[Short task]: Copy every row below word for word, keeping each line exactly as it appears.

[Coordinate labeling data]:
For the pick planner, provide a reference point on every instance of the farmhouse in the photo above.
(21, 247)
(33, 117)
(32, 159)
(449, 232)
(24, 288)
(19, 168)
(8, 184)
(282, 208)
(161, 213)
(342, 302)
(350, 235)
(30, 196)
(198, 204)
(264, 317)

[Solution to this task]:
For the pick planner, provide a reference point on every instance of the farmhouse in the photo above.
(21, 247)
(33, 117)
(32, 159)
(449, 232)
(24, 288)
(19, 168)
(8, 184)
(282, 208)
(161, 213)
(342, 302)
(350, 235)
(30, 196)
(198, 204)
(264, 317)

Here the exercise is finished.